• Stated task:
Gather every line in the listing below that contains the string "blurred". Case counts.

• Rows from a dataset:
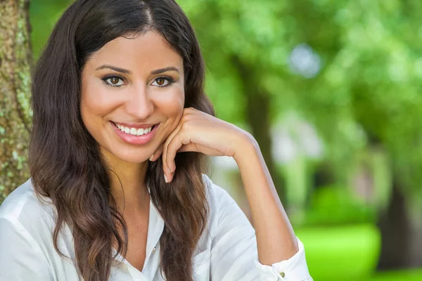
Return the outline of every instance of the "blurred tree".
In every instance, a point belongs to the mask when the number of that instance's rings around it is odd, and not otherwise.
[[[29,177],[29,5],[0,1],[0,203]]]
[[[291,110],[323,136],[339,185],[348,185],[359,152],[385,152],[392,191],[378,202],[378,268],[422,266],[422,2],[179,2],[220,117],[248,123],[270,167],[269,124]]]

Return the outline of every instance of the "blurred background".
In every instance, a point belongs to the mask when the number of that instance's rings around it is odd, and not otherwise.
[[[71,1],[32,0],[34,60]],[[317,280],[422,280],[422,1],[179,0]],[[213,181],[245,212],[236,163]]]

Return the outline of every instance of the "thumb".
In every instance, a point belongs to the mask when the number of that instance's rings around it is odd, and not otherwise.
[[[156,161],[158,158],[160,158],[160,157],[161,156],[162,154],[162,145],[160,145],[160,147],[158,148],[157,148],[157,150],[154,152],[154,153],[150,157],[149,160],[151,162],[153,162],[154,161]]]

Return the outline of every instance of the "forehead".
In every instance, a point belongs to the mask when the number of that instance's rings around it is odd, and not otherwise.
[[[149,31],[136,37],[118,37],[95,52],[87,62],[87,68],[108,64],[130,70],[134,73],[174,66],[183,71],[183,59],[159,34]]]

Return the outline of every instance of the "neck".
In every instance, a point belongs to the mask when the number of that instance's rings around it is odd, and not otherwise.
[[[110,192],[117,210],[124,216],[149,209],[149,193],[145,184],[148,162],[129,163],[103,153],[110,178]]]

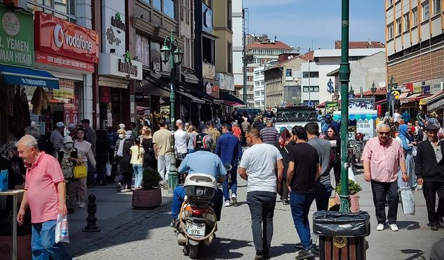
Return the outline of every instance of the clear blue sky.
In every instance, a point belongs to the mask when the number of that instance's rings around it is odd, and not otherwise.
[[[290,46],[333,49],[341,40],[341,0],[244,0],[249,33]],[[350,0],[350,40],[384,42],[383,0]]]

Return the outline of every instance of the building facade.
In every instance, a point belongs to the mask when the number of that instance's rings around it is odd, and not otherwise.
[[[442,1],[386,0],[385,7],[387,81],[393,76],[414,94],[439,92],[444,78]],[[432,110],[443,107],[427,104]]]

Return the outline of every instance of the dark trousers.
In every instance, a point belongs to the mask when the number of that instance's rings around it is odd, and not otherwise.
[[[316,201],[316,209],[318,210],[328,210],[328,200],[332,196],[333,188],[330,184],[323,184],[320,183],[314,191],[314,199]]]
[[[276,193],[268,191],[247,193],[247,204],[251,214],[251,229],[256,254],[268,254],[273,238],[273,216]]]
[[[444,216],[444,182],[424,182],[422,183],[422,193],[425,198],[425,205],[427,207],[427,214],[429,215],[429,223],[431,225],[438,225],[440,218]],[[438,209],[435,210],[436,206],[436,193],[439,200],[438,202]]]
[[[133,173],[120,173],[119,182],[123,186],[126,185],[126,189],[131,189],[131,184],[133,183]]]
[[[396,224],[398,214],[398,182],[379,182],[372,180],[372,192],[373,193],[373,203],[376,211],[376,219],[378,224]],[[388,204],[388,212],[386,216],[386,198]]]

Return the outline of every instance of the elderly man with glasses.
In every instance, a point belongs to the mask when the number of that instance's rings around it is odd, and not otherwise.
[[[392,231],[398,231],[398,170],[401,168],[402,181],[409,176],[405,167],[404,151],[398,141],[390,137],[390,126],[380,123],[377,128],[377,137],[367,141],[363,152],[364,179],[371,182],[373,203],[377,220],[377,230],[384,230],[388,220]],[[386,198],[388,212],[386,216]]]

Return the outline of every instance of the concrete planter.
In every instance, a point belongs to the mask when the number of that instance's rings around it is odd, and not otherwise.
[[[31,250],[31,235],[18,236],[17,237],[17,260],[32,259]],[[12,257],[12,237],[0,236],[0,260],[10,260]]]
[[[152,208],[162,204],[162,190],[157,188],[147,191],[136,189],[133,191],[133,207],[135,208]]]

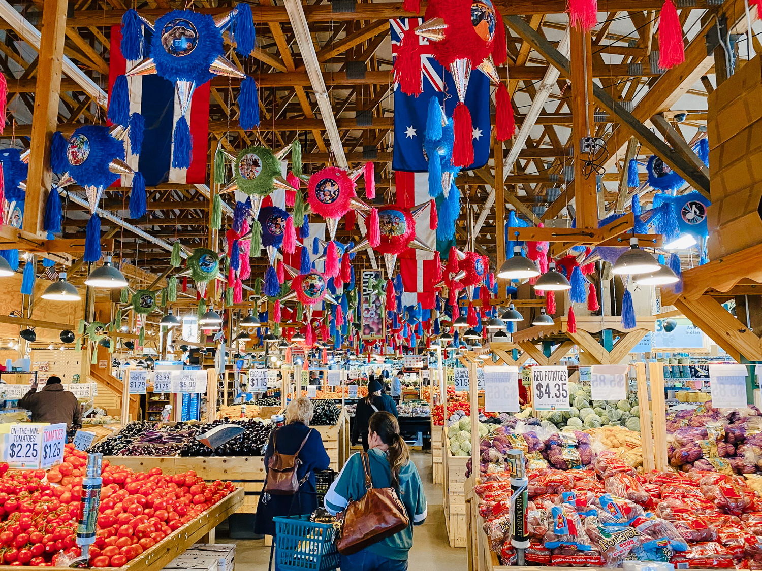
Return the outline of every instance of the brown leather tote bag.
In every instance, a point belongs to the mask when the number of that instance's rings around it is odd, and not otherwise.
[[[302,451],[307,439],[309,438],[312,429],[309,429],[307,435],[302,441],[302,445],[296,451],[296,454],[280,454],[278,451],[277,437],[280,429],[275,431],[273,435],[273,455],[270,457],[267,462],[267,481],[264,484],[263,492],[267,492],[273,496],[291,496],[299,491],[299,479],[296,474],[299,467],[302,465],[302,461],[299,459],[299,453]]]
[[[365,471],[365,495],[350,499],[337,521],[340,533],[336,547],[341,555],[351,555],[369,545],[390,538],[408,527],[405,505],[394,488],[374,488],[370,479],[370,461],[366,452],[360,453]]]

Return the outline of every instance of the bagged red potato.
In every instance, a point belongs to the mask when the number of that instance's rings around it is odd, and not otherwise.
[[[645,504],[650,499],[640,483],[629,474],[611,472],[604,480],[604,486],[607,493],[636,503]]]
[[[733,552],[716,541],[690,545],[687,551],[676,553],[671,562],[675,566],[678,563],[687,563],[690,568],[728,569],[735,566]]]

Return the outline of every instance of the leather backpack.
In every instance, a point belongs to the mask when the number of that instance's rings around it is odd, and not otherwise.
[[[273,434],[273,455],[267,462],[267,480],[262,491],[273,496],[292,496],[299,491],[299,481],[296,474],[299,467],[302,465],[299,453],[302,451],[312,429],[307,432],[296,454],[280,454],[278,451],[279,432],[280,429]]]
[[[352,501],[336,518],[340,533],[336,547],[341,555],[351,555],[369,545],[399,533],[410,525],[405,505],[394,488],[374,488],[370,460],[361,452],[365,471],[365,495]]]

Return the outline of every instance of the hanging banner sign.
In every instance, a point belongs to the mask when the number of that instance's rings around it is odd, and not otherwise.
[[[746,408],[746,375],[743,365],[710,365],[709,386],[715,408]]]
[[[594,365],[590,368],[590,392],[594,400],[627,398],[629,365]],[[581,374],[580,375],[581,380]]]
[[[535,410],[569,410],[569,378],[566,367],[532,367]]]
[[[487,366],[484,369],[484,407],[491,413],[518,413],[519,368]]]

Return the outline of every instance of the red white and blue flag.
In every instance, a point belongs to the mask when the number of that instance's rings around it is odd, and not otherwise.
[[[149,43],[150,30],[146,30]],[[111,27],[111,52],[109,64],[108,93],[117,77],[124,74],[139,62],[129,62],[120,49],[122,41],[120,26]],[[190,128],[193,153],[190,166],[174,168],[172,164],[172,134],[174,123],[180,117],[180,103],[174,85],[158,75],[128,76],[130,113],[139,113],[145,120],[142,148],[140,156],[127,148],[126,162],[133,170],[139,171],[146,184],[154,187],[162,183],[195,184],[207,182],[207,164],[209,155],[209,97],[207,82],[196,88],[185,119]],[[127,145],[129,147],[129,145]],[[132,183],[132,175],[123,176],[122,186]]]
[[[418,26],[424,19],[409,18],[389,21],[392,30],[392,56],[394,58],[408,27]],[[421,46],[429,46],[427,39],[421,37],[418,39]],[[423,92],[420,95],[417,97],[406,95],[399,85],[394,90],[394,149],[392,157],[392,169],[394,171],[428,171],[423,145],[429,100],[434,95],[440,101],[443,100],[444,112],[447,116],[452,116],[455,106],[458,104],[452,75],[440,65],[428,50],[424,50],[421,56],[421,69]],[[463,170],[481,168],[489,160],[489,79],[486,75],[481,72],[471,74],[465,103],[471,113],[473,124],[474,162]]]

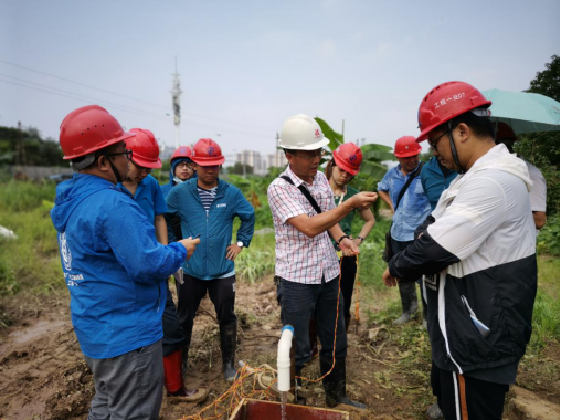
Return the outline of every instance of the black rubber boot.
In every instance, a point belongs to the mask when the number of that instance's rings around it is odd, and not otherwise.
[[[226,324],[220,326],[220,348],[222,350],[222,371],[224,379],[233,382],[237,369],[234,367],[235,345],[236,345],[237,324]]]
[[[308,336],[309,336],[309,353],[310,353],[310,361],[311,361],[319,355],[318,333],[317,333],[317,328],[316,328],[316,319],[309,321]]]
[[[350,316],[345,317],[345,332],[349,334]]]
[[[319,358],[321,376],[331,369],[332,359]],[[326,391],[326,406],[332,408],[337,405],[346,405],[366,409],[362,402],[352,401],[347,397],[347,369],[345,359],[336,359],[334,370],[324,378],[324,389]]]
[[[183,346],[181,347],[181,367],[183,369],[183,376],[187,375],[187,371],[189,370],[189,347],[191,347],[191,335],[193,333],[193,324],[191,324],[191,327],[186,328],[183,326],[183,332],[186,335],[186,339],[183,342]]]

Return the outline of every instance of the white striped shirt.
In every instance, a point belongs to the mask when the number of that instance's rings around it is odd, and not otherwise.
[[[303,284],[320,284],[322,276],[326,282],[329,282],[339,275],[339,260],[329,233],[326,231],[308,238],[287,223],[288,219],[299,214],[309,217],[317,214],[308,199],[298,189],[301,183],[309,190],[322,212],[335,208],[334,192],[329,181],[322,172],[317,172],[313,183],[309,185],[298,178],[289,166],[280,175],[288,176],[294,186],[277,178],[267,190],[275,225],[275,274]]]

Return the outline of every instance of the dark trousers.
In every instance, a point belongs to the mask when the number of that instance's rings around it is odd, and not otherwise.
[[[163,339],[161,340],[163,346],[163,356],[168,356],[173,351],[181,349],[186,340],[186,335],[183,333],[183,328],[181,328],[181,324],[179,323],[179,316],[169,285],[161,323],[163,326]]]
[[[207,292],[209,292],[209,297],[214,304],[216,319],[221,326],[237,322],[234,313],[235,275],[224,279],[201,280],[186,274],[183,281],[183,284],[176,283],[176,285],[178,290],[179,323],[186,334],[186,346],[191,344],[193,319]]]
[[[84,358],[95,385],[88,420],[158,420],[163,387],[160,340],[109,359]]]
[[[341,294],[345,298],[345,317],[350,318],[352,291],[357,277],[357,256],[341,256]]]
[[[440,369],[434,363],[431,386],[446,420],[500,420],[508,385],[488,382]]]
[[[411,245],[413,241],[396,241],[392,238],[392,251],[394,254],[398,252],[401,252],[405,250],[409,245]],[[421,279],[407,279],[406,282],[400,282],[398,283],[398,286],[400,288],[400,296],[401,296],[401,306],[402,312],[405,314],[414,313],[416,308],[419,307],[417,298],[416,298],[416,287],[415,283],[413,283],[413,280],[419,284],[421,287],[421,296],[423,296],[423,287],[421,284]],[[426,302],[424,296],[421,298],[421,303],[423,304],[423,319],[426,319]]]
[[[334,337],[337,318],[337,340],[335,357],[342,359],[347,356],[347,334],[342,317],[345,302],[339,296],[339,281],[335,277],[321,284],[301,284],[279,279],[280,309],[284,325],[290,324],[295,336],[295,368],[299,372],[310,359],[309,319],[316,309],[316,325],[321,342],[320,357],[332,358]],[[337,298],[339,312],[337,312]]]

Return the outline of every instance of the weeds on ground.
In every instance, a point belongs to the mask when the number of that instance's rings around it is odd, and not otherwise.
[[[539,254],[559,256],[559,213],[549,216],[548,222],[536,238]]]
[[[63,288],[56,231],[49,214],[54,192],[54,183],[11,181],[0,188],[0,225],[18,235],[0,238],[0,295]]]
[[[254,235],[250,248],[235,259],[236,276],[254,283],[275,272],[275,234]]]

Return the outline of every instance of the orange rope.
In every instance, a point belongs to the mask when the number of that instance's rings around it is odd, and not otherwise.
[[[358,262],[358,256],[357,256],[357,262]],[[332,360],[334,361],[331,364],[331,368],[329,369],[329,371],[326,375],[324,375],[322,377],[320,377],[318,379],[310,379],[310,378],[306,378],[306,377],[301,377],[301,376],[297,376],[296,378],[300,378],[303,380],[307,380],[309,382],[317,384],[317,382],[321,381],[326,376],[331,374],[331,371],[335,368],[335,349],[336,349],[336,344],[337,344],[337,323],[339,321],[339,300],[341,296],[341,274],[342,274],[341,266],[342,266],[342,258],[339,261],[339,293],[337,294],[337,313],[336,313],[336,317],[335,317],[334,351],[332,351]],[[251,371],[250,371],[250,369],[251,369]],[[237,375],[236,375],[237,379],[234,381],[234,384],[232,384],[232,386],[224,393],[222,393],[219,398],[216,398],[213,402],[211,402],[207,407],[202,408],[201,411],[199,411],[198,413],[190,414],[190,416],[183,416],[182,420],[218,420],[223,414],[231,413],[243,398],[258,398],[258,399],[266,399],[266,400],[276,399],[276,397],[269,392],[269,389],[277,381],[277,379],[274,379],[273,381],[271,381],[267,389],[256,390],[255,389],[256,376],[254,376],[253,384],[251,387],[252,390],[248,393],[244,392],[244,380],[247,379],[250,376],[255,375],[256,372],[265,371],[265,370],[266,369],[250,368],[248,365],[242,366],[237,370]],[[221,403],[226,402],[226,400],[229,398],[230,398],[230,400],[227,401],[229,403],[226,405],[226,408],[224,408],[222,411],[219,412],[219,407],[221,406]],[[213,417],[202,417],[205,411],[208,411],[212,408],[214,408],[214,416]]]
[[[354,319],[357,321],[356,323],[356,327],[358,328],[359,326],[359,323],[360,323],[360,314],[359,314],[359,309],[360,309],[360,293],[359,293],[359,287],[360,287],[360,282],[359,282],[359,269],[360,269],[360,265],[359,265],[359,255],[357,255],[357,281],[356,281],[356,284],[357,286],[354,287],[354,291],[356,291],[356,296],[354,296]]]
[[[337,313],[336,313],[336,316],[335,316],[335,332],[334,332],[334,351],[331,354],[334,361],[331,364],[331,369],[329,369],[329,371],[326,375],[324,375],[321,378],[318,378],[318,379],[310,379],[310,378],[306,378],[304,376],[296,376],[296,378],[300,378],[303,380],[307,380],[307,381],[313,382],[313,384],[317,384],[320,380],[322,380],[326,376],[331,374],[331,371],[335,368],[335,346],[337,344],[337,322],[339,321],[339,298],[341,297],[341,276],[342,276],[341,266],[342,266],[342,256],[339,260],[339,293],[337,294]]]

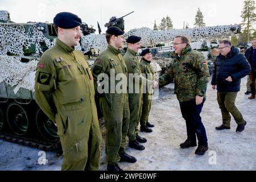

• Response to this task:
Return the outline of every instance of the "blurred tree".
Return the outline of every instance of the "blurred background".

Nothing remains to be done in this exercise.